Task objective: Which lines below contain "path"? Pull them out.

Records for the task:
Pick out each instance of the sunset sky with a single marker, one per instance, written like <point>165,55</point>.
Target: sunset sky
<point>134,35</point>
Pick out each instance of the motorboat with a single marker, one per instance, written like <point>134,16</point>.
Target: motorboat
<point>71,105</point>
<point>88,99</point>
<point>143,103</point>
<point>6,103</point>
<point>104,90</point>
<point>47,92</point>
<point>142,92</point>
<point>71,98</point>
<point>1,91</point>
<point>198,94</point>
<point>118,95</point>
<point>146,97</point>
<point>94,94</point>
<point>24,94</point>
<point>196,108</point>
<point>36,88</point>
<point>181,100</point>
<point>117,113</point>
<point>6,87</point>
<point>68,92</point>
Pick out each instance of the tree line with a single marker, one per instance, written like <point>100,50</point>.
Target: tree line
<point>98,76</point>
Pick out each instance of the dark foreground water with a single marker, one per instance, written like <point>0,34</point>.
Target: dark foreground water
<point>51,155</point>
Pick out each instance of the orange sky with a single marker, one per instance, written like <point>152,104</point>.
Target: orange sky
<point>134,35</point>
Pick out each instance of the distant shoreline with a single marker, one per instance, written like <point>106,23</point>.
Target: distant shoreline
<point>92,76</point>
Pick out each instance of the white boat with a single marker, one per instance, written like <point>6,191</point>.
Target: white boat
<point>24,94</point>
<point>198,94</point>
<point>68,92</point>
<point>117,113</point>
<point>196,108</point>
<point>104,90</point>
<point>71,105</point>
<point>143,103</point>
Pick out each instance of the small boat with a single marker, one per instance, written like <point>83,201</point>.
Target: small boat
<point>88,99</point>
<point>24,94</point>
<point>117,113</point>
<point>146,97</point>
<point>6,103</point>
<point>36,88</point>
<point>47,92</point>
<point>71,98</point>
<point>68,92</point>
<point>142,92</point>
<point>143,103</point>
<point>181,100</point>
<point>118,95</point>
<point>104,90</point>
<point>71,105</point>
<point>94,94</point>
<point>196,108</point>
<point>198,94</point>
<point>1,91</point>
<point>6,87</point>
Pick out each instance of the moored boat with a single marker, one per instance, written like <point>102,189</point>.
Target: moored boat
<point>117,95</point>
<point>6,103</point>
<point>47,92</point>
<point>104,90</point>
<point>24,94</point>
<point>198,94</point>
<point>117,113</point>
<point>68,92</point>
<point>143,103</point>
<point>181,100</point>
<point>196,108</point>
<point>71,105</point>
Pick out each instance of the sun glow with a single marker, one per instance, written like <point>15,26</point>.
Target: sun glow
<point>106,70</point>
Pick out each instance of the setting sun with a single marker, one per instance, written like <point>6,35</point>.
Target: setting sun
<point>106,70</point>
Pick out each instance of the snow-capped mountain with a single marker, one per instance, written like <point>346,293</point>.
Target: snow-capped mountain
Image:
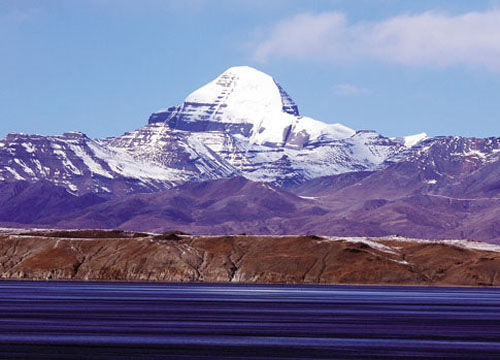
<point>243,123</point>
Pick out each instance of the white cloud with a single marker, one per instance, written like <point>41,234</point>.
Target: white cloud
<point>349,90</point>
<point>426,39</point>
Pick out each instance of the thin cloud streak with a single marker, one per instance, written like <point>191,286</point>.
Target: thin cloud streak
<point>428,39</point>
<point>349,90</point>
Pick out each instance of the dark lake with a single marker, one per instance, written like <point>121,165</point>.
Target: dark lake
<point>85,320</point>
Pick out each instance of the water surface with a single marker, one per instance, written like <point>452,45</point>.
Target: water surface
<point>75,320</point>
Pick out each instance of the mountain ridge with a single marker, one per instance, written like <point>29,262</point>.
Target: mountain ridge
<point>299,175</point>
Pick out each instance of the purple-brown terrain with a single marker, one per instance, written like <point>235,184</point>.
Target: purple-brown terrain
<point>237,157</point>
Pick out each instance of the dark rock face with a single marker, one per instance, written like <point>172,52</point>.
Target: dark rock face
<point>244,259</point>
<point>208,167</point>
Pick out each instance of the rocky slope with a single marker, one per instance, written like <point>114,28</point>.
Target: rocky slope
<point>115,255</point>
<point>241,124</point>
<point>237,156</point>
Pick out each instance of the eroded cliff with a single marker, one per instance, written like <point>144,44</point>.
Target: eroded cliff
<point>123,256</point>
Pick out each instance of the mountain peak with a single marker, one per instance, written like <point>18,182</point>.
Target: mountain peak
<point>244,101</point>
<point>247,91</point>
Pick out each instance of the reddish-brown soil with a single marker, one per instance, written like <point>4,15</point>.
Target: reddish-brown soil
<point>97,255</point>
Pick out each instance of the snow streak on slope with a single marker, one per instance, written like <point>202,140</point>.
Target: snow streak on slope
<point>250,103</point>
<point>243,123</point>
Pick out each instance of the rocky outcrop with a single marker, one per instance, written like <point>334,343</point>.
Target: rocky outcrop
<point>175,257</point>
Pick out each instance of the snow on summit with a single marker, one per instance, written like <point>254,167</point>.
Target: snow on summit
<point>243,123</point>
<point>248,102</point>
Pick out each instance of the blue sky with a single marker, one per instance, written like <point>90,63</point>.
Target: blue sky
<point>398,67</point>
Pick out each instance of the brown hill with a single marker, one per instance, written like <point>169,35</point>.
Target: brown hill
<point>94,255</point>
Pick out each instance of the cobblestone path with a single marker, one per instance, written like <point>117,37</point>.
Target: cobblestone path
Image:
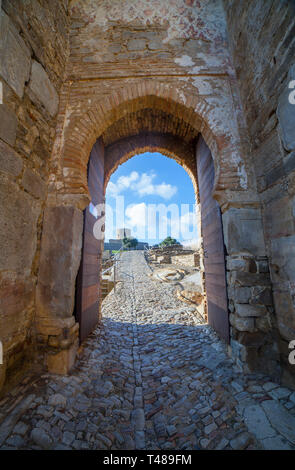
<point>150,377</point>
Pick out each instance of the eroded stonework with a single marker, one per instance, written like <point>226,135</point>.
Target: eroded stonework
<point>146,76</point>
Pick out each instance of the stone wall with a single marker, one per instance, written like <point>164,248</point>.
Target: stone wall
<point>262,39</point>
<point>34,50</point>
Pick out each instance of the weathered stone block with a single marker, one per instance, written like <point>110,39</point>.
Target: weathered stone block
<point>283,258</point>
<point>240,278</point>
<point>263,323</point>
<point>238,265</point>
<point>242,295</point>
<point>63,361</point>
<point>286,114</point>
<point>261,295</point>
<point>42,90</point>
<point>242,324</point>
<point>243,231</point>
<point>244,310</point>
<point>59,261</point>
<point>2,374</point>
<point>19,214</point>
<point>279,218</point>
<point>8,124</point>
<point>10,161</point>
<point>136,44</point>
<point>34,184</point>
<point>15,56</point>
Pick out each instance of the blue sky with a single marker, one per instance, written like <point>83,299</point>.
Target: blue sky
<point>154,197</point>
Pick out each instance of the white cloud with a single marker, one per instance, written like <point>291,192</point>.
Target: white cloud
<point>142,185</point>
<point>123,183</point>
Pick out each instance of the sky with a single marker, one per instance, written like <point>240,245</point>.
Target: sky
<point>154,197</point>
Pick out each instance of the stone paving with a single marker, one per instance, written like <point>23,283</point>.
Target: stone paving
<point>152,376</point>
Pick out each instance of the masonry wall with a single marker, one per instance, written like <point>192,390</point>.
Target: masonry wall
<point>262,40</point>
<point>34,50</point>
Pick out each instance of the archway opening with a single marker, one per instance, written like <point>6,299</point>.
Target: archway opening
<point>104,160</point>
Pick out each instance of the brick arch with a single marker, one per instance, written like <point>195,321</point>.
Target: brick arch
<point>82,131</point>
<point>172,147</point>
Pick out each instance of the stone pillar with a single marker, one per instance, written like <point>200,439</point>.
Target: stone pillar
<point>57,332</point>
<point>252,343</point>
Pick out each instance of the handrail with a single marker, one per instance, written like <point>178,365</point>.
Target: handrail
<point>115,259</point>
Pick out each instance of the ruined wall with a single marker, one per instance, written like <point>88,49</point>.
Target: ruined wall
<point>121,57</point>
<point>33,53</point>
<point>152,67</point>
<point>262,38</point>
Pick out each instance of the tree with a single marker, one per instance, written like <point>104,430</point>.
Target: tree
<point>169,241</point>
<point>129,242</point>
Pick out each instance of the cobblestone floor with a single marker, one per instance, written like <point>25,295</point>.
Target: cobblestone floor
<point>151,377</point>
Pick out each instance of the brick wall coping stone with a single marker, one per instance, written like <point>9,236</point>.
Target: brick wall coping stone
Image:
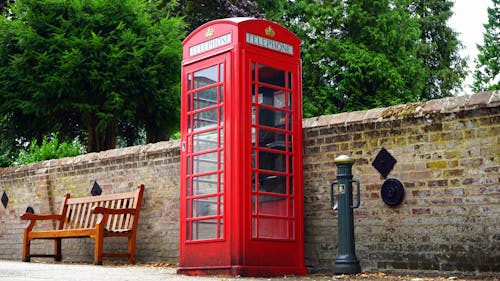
<point>486,99</point>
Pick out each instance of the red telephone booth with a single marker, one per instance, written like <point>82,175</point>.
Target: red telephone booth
<point>241,198</point>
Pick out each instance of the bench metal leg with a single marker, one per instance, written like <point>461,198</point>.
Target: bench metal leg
<point>57,249</point>
<point>99,245</point>
<point>26,251</point>
<point>26,247</point>
<point>131,249</point>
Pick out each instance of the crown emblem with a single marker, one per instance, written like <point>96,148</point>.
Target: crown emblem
<point>270,31</point>
<point>210,32</point>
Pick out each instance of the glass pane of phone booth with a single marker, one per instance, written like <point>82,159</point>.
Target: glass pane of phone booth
<point>272,153</point>
<point>205,135</point>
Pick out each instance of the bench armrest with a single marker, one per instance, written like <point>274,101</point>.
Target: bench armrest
<point>110,211</point>
<point>29,216</point>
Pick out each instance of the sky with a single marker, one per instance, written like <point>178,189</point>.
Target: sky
<point>468,19</point>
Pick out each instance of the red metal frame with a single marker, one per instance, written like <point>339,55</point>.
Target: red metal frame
<point>241,198</point>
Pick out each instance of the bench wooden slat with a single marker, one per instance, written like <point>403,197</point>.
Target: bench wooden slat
<point>117,216</point>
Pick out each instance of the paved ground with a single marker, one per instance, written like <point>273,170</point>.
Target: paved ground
<point>20,271</point>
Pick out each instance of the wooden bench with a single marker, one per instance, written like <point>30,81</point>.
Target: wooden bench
<point>96,217</point>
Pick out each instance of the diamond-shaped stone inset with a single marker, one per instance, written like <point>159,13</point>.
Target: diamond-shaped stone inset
<point>30,210</point>
<point>384,162</point>
<point>96,189</point>
<point>5,199</point>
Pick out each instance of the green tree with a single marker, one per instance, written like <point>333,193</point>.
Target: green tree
<point>357,54</point>
<point>51,148</point>
<point>92,68</point>
<point>445,69</point>
<point>487,73</point>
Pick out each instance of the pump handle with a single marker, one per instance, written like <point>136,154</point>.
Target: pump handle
<point>358,195</point>
<point>332,198</point>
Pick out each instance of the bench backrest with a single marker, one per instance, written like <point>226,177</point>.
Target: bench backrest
<point>78,211</point>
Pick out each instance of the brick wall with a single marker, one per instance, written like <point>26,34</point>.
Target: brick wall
<point>43,185</point>
<point>447,154</point>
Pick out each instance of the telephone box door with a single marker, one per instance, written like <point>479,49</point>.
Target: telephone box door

Solved exercise:
Pick out each instance of the cobblestone path with a single marker, one per instance, written like <point>117,37</point>.
Target: cobblestone path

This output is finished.